What is required → Quote, word for word, the line containing "of the referee" and all lines that follow it to the end of the records, with no pictures.

▼▼▼

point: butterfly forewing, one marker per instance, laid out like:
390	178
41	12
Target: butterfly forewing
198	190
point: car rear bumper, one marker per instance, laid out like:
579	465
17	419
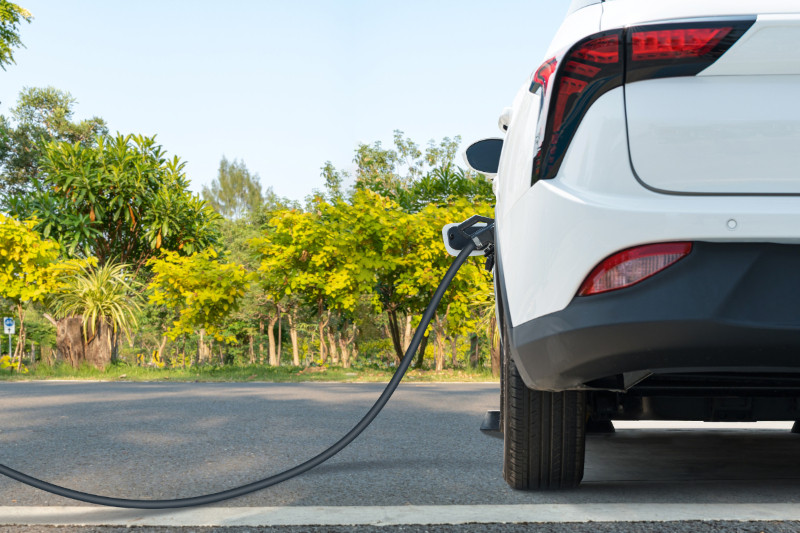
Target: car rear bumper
727	307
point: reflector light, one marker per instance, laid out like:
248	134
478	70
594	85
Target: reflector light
676	43
602	50
543	74
632	266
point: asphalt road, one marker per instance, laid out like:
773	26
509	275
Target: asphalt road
169	440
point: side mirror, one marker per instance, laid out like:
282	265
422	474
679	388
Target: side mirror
484	156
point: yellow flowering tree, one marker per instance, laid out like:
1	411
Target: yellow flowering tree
26	268
200	289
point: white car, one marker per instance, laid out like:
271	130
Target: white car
648	226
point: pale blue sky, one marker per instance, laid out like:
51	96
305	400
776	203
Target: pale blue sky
284	86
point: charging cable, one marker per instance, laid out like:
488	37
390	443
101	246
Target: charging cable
469	246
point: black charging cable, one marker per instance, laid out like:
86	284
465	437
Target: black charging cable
469	247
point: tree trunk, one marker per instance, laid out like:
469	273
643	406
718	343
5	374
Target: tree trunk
494	347
280	334
261	341
203	349
293	335
407	334
273	358
161	348
439	351
344	344
21	339
438	326
423	343
69	340
394	329
323	322
332	344
97	350
474	352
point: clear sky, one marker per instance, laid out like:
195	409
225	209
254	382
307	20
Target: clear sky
284	86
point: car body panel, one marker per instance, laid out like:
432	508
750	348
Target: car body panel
558	230
622	13
710	159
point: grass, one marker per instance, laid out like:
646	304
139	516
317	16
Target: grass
231	373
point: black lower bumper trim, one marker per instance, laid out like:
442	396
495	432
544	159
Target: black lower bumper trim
727	307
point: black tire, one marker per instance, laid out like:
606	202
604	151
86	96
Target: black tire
544	434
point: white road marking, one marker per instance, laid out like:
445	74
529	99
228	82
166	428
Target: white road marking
396	515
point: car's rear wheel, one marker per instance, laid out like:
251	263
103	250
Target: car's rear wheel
544	434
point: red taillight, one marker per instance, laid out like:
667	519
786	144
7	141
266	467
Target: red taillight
588	69
631	266
604	61
587	61
675	44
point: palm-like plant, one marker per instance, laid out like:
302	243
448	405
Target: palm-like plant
102	294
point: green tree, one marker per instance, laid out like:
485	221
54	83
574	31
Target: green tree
99	301
201	290
26	267
42	115
235	191
11	16
119	199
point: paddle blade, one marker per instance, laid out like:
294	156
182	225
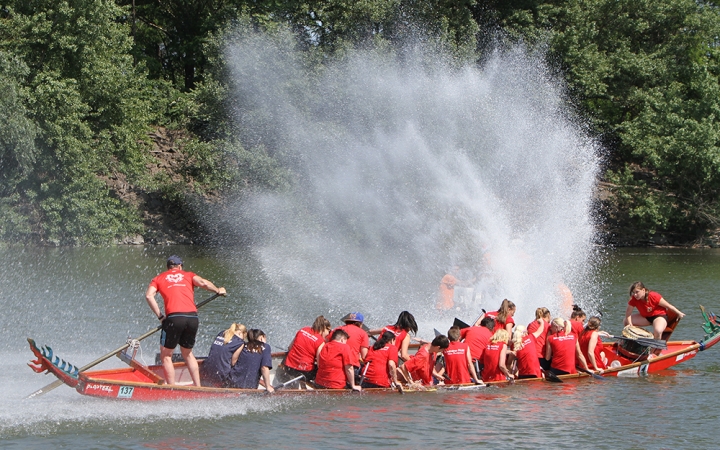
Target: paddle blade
460	324
653	343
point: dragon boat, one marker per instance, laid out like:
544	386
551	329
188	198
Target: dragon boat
145	382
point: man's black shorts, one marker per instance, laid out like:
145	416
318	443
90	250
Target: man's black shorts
179	328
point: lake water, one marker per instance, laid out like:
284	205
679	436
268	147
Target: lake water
85	302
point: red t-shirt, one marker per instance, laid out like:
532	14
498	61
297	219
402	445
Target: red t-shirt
377	371
177	290
651	307
576	327
563	351
421	364
399	334
500	325
358	339
540	340
491	362
585	344
301	355
456	363
334	357
477	338
528	362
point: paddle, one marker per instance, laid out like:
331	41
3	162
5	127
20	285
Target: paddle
551	377
460	324
592	374
57	383
647	342
287	383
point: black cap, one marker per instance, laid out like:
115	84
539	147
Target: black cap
175	260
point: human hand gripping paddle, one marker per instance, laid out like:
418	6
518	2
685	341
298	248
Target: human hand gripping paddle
57	383
647	342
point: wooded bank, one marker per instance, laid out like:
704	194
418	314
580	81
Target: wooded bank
114	126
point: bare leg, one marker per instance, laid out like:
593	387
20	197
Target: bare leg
659	326
192	365
166	358
638	321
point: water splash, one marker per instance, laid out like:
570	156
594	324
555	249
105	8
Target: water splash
405	166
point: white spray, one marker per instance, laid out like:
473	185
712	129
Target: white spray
405	166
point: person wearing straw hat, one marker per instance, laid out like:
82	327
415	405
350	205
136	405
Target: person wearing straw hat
180	321
358	338
652	309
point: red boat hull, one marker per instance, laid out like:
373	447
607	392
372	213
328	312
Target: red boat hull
145	383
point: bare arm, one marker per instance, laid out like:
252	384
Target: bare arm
579	356
150	298
665	304
477	322
392	370
207	285
317	354
502	362
591	351
236	354
540	329
548	350
350	376
471	366
404	348
265	371
628	315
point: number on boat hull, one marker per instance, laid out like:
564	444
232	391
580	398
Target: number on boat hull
125	391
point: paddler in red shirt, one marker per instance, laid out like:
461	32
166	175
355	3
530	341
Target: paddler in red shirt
302	354
380	368
504	316
358	340
495	358
402	328
422	365
335	369
652	309
542	319
577	320
180	321
459	368
563	350
478	337
591	345
528	364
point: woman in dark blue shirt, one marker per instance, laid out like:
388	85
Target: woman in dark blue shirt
255	359
224	353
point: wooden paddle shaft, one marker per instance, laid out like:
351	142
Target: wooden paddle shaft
58	383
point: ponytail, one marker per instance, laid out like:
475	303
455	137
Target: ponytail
234	328
504	310
386	337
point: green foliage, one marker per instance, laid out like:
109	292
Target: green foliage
86	97
17	130
83	81
646	74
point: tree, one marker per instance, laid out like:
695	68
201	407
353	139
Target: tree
91	108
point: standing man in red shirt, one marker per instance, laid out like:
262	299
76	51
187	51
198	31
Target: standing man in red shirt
458	360
358	338
180	321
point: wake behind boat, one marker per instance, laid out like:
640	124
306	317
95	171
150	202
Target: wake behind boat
145	383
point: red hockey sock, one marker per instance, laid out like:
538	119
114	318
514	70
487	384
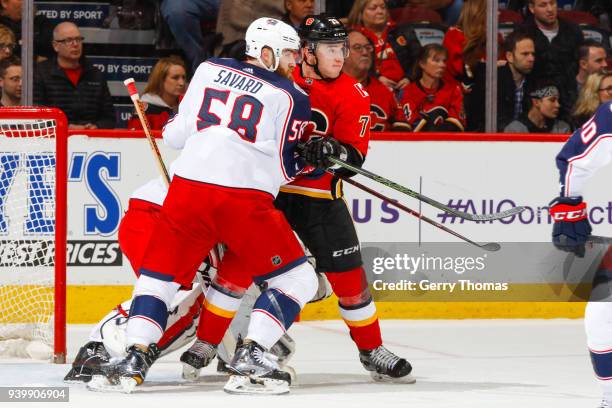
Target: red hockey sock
219	309
357	307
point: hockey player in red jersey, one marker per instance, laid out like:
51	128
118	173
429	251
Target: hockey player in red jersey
313	203
431	104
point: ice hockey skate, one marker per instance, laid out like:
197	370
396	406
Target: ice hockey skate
199	355
384	366
255	373
87	362
128	373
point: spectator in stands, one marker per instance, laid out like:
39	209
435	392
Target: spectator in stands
10	81
7	42
592	58
10	16
448	9
161	96
70	83
385	112
542	114
184	17
514	78
596	90
236	15
466	44
429	103
396	47
296	10
556	41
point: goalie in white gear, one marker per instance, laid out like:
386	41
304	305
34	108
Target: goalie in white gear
107	339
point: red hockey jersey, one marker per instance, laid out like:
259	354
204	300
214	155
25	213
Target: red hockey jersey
340	108
418	100
384	108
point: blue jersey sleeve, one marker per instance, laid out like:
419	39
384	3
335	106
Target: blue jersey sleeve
586	151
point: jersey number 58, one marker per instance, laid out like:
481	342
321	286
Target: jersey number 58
243	117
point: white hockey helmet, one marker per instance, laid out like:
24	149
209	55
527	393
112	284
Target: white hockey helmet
271	33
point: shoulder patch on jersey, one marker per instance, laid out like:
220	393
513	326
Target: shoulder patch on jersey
361	90
299	89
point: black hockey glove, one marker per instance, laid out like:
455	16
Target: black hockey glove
316	151
571	227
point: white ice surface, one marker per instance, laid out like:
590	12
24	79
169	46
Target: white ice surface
465	363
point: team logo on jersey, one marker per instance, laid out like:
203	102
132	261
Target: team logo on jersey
320	121
379	118
407	112
361	90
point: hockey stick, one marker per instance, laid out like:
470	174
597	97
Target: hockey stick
491	246
131	86
430	201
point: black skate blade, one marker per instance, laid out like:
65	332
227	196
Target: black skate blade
383	378
245	385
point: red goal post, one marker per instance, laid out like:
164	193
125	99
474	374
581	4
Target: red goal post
35	136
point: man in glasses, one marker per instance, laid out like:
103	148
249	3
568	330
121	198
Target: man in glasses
385	112
10	16
10	81
72	84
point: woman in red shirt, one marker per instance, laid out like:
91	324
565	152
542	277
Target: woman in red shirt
431	104
395	47
164	89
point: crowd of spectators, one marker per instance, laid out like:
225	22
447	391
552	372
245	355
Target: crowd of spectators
549	77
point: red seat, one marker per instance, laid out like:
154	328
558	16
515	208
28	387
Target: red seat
509	16
415	15
579	17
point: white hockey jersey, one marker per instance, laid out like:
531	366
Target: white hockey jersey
238	126
586	151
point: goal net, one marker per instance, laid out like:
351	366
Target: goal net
33	232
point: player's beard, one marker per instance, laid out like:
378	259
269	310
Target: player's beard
287	73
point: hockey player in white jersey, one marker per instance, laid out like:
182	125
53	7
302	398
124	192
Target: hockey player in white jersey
238	126
586	151
107	338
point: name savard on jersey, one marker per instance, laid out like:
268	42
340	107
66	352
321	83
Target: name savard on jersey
31	253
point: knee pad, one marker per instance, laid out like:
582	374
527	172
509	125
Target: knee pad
351	286
147	286
299	283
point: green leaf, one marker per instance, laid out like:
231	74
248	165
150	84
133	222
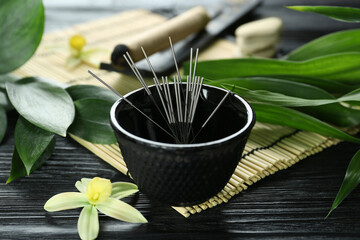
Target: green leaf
292	118
65	201
43	104
81	185
92	121
22	26
278	99
4	101
3	123
337	67
78	92
7	78
123	189
338	42
88	223
351	180
118	209
352	97
345	14
292	94
17	167
30	142
327	85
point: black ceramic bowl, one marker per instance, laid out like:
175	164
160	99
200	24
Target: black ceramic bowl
182	174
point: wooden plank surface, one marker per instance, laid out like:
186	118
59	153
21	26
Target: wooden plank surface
289	204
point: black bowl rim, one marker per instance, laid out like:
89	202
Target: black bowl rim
249	124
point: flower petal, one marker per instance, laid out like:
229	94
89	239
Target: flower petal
123	189
72	62
67	200
88	223
81	185
120	210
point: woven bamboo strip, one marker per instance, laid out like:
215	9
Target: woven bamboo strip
270	148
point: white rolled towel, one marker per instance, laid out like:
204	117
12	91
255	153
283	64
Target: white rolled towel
259	38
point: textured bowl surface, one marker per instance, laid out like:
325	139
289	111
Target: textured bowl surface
182	174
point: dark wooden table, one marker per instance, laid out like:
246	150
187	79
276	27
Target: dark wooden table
290	204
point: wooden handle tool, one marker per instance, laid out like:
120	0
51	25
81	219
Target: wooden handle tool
157	38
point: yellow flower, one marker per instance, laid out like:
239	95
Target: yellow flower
77	42
98	190
97	194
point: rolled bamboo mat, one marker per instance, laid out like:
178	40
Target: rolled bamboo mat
270	148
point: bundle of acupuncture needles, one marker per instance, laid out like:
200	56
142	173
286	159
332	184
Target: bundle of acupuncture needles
178	102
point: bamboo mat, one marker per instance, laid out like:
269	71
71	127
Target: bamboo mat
270	148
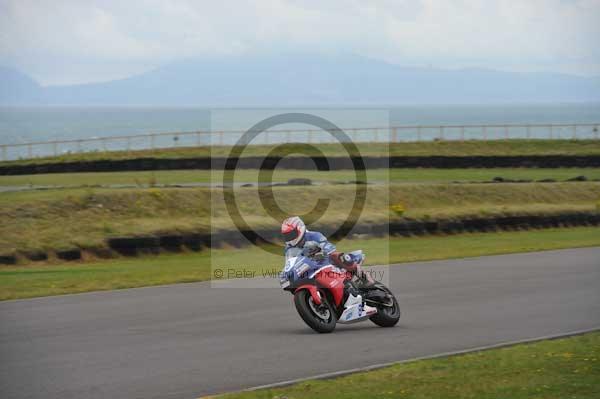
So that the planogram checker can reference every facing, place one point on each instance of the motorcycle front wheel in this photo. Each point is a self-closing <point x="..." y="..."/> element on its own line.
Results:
<point x="320" y="318"/>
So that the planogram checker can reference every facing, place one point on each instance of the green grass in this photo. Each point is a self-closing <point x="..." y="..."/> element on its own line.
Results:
<point x="550" y="369"/>
<point x="59" y="219"/>
<point x="43" y="280"/>
<point x="450" y="148"/>
<point x="149" y="178"/>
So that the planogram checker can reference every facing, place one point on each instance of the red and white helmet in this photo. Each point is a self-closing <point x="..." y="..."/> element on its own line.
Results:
<point x="293" y="230"/>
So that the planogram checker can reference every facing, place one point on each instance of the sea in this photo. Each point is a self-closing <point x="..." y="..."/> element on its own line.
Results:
<point x="20" y="125"/>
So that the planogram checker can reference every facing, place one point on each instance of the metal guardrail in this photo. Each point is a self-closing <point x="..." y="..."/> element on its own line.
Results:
<point x="394" y="134"/>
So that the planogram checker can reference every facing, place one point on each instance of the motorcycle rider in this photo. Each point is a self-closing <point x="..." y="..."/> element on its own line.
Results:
<point x="298" y="238"/>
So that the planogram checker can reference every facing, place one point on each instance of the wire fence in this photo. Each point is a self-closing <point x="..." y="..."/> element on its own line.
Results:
<point x="394" y="134"/>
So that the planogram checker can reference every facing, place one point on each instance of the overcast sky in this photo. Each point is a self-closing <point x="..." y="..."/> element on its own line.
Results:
<point x="61" y="41"/>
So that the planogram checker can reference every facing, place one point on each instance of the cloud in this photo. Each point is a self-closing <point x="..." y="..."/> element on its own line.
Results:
<point x="523" y="35"/>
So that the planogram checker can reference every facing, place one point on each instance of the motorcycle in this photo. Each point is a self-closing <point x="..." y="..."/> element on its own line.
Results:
<point x="325" y="295"/>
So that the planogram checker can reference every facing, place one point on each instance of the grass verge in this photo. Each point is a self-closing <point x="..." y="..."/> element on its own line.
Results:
<point x="63" y="219"/>
<point x="43" y="280"/>
<point x="150" y="178"/>
<point x="561" y="368"/>
<point x="447" y="148"/>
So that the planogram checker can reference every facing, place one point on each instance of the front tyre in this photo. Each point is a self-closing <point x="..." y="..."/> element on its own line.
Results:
<point x="320" y="318"/>
<point x="387" y="316"/>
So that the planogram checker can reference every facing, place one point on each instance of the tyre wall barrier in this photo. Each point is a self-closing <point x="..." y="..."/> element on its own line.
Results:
<point x="307" y="163"/>
<point x="134" y="246"/>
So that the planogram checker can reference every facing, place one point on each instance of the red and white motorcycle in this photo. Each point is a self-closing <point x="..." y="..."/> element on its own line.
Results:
<point x="325" y="295"/>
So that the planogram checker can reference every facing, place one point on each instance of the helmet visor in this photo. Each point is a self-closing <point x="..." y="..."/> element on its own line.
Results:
<point x="290" y="235"/>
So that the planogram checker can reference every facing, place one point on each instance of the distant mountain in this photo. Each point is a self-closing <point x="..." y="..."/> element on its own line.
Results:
<point x="17" y="88"/>
<point x="304" y="80"/>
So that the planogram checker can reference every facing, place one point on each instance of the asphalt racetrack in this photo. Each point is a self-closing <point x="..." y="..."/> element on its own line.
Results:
<point x="188" y="340"/>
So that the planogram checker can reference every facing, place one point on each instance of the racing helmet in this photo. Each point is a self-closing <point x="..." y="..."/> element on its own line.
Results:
<point x="293" y="230"/>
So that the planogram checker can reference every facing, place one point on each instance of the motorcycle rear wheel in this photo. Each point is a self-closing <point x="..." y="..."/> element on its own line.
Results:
<point x="321" y="318"/>
<point x="387" y="316"/>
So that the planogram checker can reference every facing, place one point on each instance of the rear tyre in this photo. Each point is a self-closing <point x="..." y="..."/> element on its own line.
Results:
<point x="320" y="318"/>
<point x="387" y="316"/>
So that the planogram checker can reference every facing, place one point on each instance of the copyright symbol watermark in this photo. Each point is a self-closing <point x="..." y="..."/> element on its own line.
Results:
<point x="342" y="227"/>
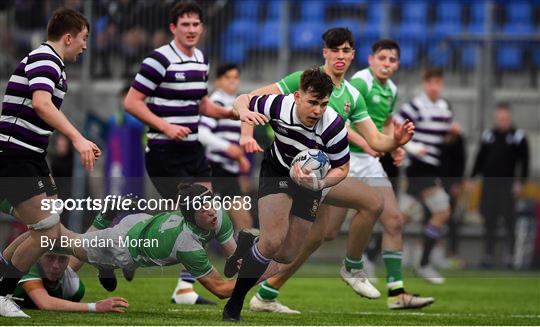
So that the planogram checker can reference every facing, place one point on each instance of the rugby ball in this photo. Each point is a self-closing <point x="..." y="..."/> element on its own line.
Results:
<point x="313" y="161"/>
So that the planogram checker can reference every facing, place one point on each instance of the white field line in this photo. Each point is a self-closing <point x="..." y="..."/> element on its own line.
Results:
<point x="395" y="313"/>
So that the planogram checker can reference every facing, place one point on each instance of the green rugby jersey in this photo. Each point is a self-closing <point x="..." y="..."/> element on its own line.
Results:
<point x="346" y="100"/>
<point x="179" y="241"/>
<point x="380" y="99"/>
<point x="68" y="287"/>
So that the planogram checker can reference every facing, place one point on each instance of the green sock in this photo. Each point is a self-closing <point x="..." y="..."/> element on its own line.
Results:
<point x="5" y="206"/>
<point x="353" y="264"/>
<point x="392" y="262"/>
<point x="267" y="292"/>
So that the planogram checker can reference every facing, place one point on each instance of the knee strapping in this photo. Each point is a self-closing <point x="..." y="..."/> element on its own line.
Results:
<point x="46" y="223"/>
<point x="438" y="201"/>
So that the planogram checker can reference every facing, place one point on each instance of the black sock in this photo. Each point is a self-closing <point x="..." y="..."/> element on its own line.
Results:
<point x="253" y="267"/>
<point x="186" y="276"/>
<point x="9" y="276"/>
<point x="431" y="236"/>
<point x="374" y="247"/>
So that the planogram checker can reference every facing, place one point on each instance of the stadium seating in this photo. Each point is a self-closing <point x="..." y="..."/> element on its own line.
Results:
<point x="409" y="55"/>
<point x="273" y="9"/>
<point x="243" y="30"/>
<point x="468" y="56"/>
<point x="535" y="56"/>
<point x="375" y="13"/>
<point x="478" y="12"/>
<point x="306" y="35"/>
<point x="418" y="33"/>
<point x="509" y="57"/>
<point x="518" y="11"/>
<point x="449" y="11"/>
<point x="269" y="35"/>
<point x="414" y="11"/>
<point x="351" y="3"/>
<point x="363" y="50"/>
<point x="247" y="9"/>
<point x="352" y="24"/>
<point x="236" y="53"/>
<point x="313" y="10"/>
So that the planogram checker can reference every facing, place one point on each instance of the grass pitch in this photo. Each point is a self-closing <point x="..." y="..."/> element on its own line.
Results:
<point x="468" y="298"/>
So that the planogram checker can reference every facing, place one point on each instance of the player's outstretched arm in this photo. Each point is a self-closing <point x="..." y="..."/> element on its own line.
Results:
<point x="135" y="105"/>
<point x="249" y="118"/>
<point x="46" y="110"/>
<point x="209" y="108"/>
<point x="357" y="139"/>
<point x="310" y="181"/>
<point x="268" y="89"/>
<point x="38" y="294"/>
<point x="217" y="285"/>
<point x="381" y="142"/>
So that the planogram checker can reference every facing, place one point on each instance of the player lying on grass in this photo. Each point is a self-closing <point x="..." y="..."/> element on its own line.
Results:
<point x="52" y="285"/>
<point x="168" y="238"/>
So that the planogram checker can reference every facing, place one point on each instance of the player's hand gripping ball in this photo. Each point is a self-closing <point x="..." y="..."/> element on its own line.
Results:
<point x="313" y="161"/>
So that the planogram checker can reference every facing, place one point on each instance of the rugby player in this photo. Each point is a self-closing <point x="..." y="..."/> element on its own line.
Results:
<point x="30" y="114"/>
<point x="347" y="101"/>
<point x="169" y="94"/>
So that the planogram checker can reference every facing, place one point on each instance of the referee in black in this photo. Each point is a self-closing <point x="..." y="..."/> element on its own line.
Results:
<point x="503" y="161"/>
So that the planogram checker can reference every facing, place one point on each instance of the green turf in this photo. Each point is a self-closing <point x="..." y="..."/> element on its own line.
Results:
<point x="471" y="298"/>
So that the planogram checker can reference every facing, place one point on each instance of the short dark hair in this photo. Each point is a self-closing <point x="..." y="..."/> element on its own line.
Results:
<point x="336" y="36"/>
<point x="503" y="106"/>
<point x="185" y="7"/>
<point x="225" y="68"/>
<point x="432" y="72"/>
<point x="65" y="21"/>
<point x="385" y="44"/>
<point x="317" y="82"/>
<point x="190" y="196"/>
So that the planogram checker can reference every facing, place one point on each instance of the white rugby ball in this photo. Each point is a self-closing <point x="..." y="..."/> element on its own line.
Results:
<point x="314" y="161"/>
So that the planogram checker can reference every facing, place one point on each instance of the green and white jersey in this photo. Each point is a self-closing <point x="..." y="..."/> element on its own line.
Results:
<point x="179" y="241"/>
<point x="68" y="287"/>
<point x="380" y="99"/>
<point x="346" y="100"/>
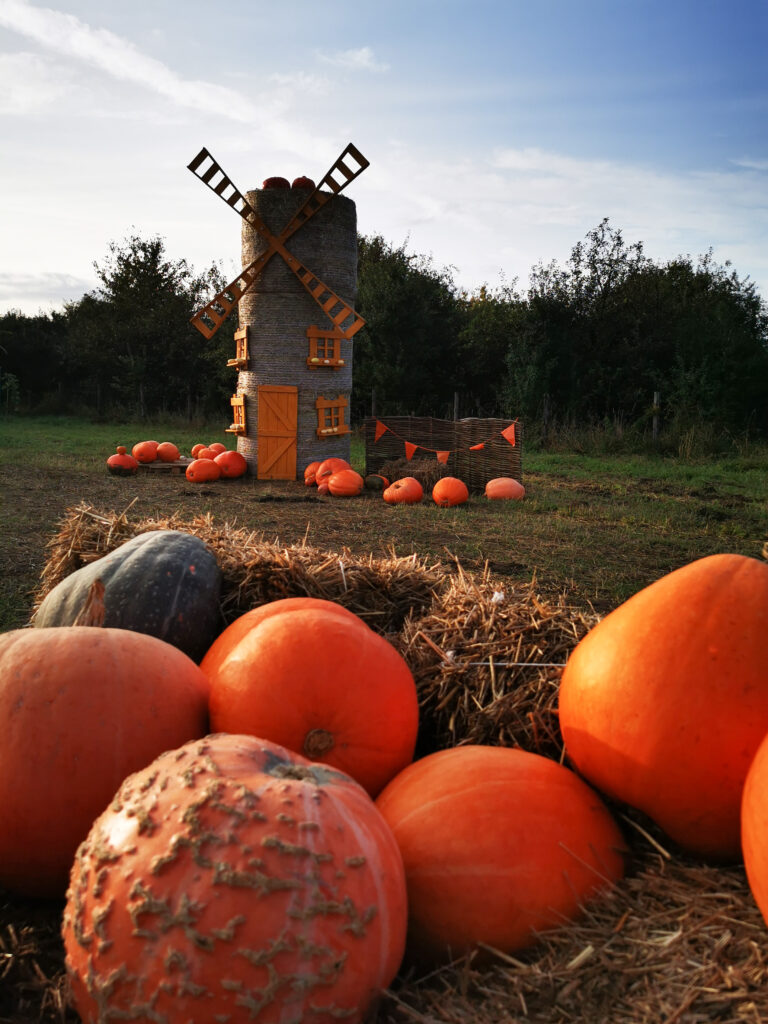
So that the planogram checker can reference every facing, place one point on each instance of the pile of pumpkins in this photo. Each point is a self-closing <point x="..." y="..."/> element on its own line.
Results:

▲▲▲

Solution to this problem →
So that the planogram checker can reference every facing, place one point on each instance of the referee in black in this photo. Each point is a self-closing <point x="..." y="..."/> element on its own line.
Results:
<point x="503" y="161"/>
So that the planogram checker can reference every facing, place one point on each instance of the green turf in this photo. Each point is a self-closing <point x="..." y="..."/> element on its own line.
Results:
<point x="471" y="298"/>
So that the planogram checker can reference every facing, place one point on each instance of the short dark hair in this photo. Each point is a self-closing <point x="..." y="..."/> element on its own line.
Results:
<point x="336" y="36"/>
<point x="503" y="106"/>
<point x="185" y="7"/>
<point x="225" y="68"/>
<point x="432" y="72"/>
<point x="65" y="21"/>
<point x="385" y="44"/>
<point x="317" y="82"/>
<point x="190" y="196"/>
So that the planogram checker can reference every facing, place one point on each instance of the white rugby ball in this photo. Each point is a self-closing <point x="..." y="..."/> element on its own line.
Results:
<point x="314" y="161"/>
So that the planogram checker can reference every facing, place one point on each instance of the green and white jersey in this photo. Each point is a self-closing <point x="..." y="..."/> element on its own line.
Results:
<point x="179" y="241"/>
<point x="68" y="287"/>
<point x="380" y="99"/>
<point x="346" y="100"/>
So that the planogram checker can reference every facing, place one point on each instance of the pile of pumpkins in this photo. Each point is a self-closing <point x="..." y="..."/> element on its own line.
Results:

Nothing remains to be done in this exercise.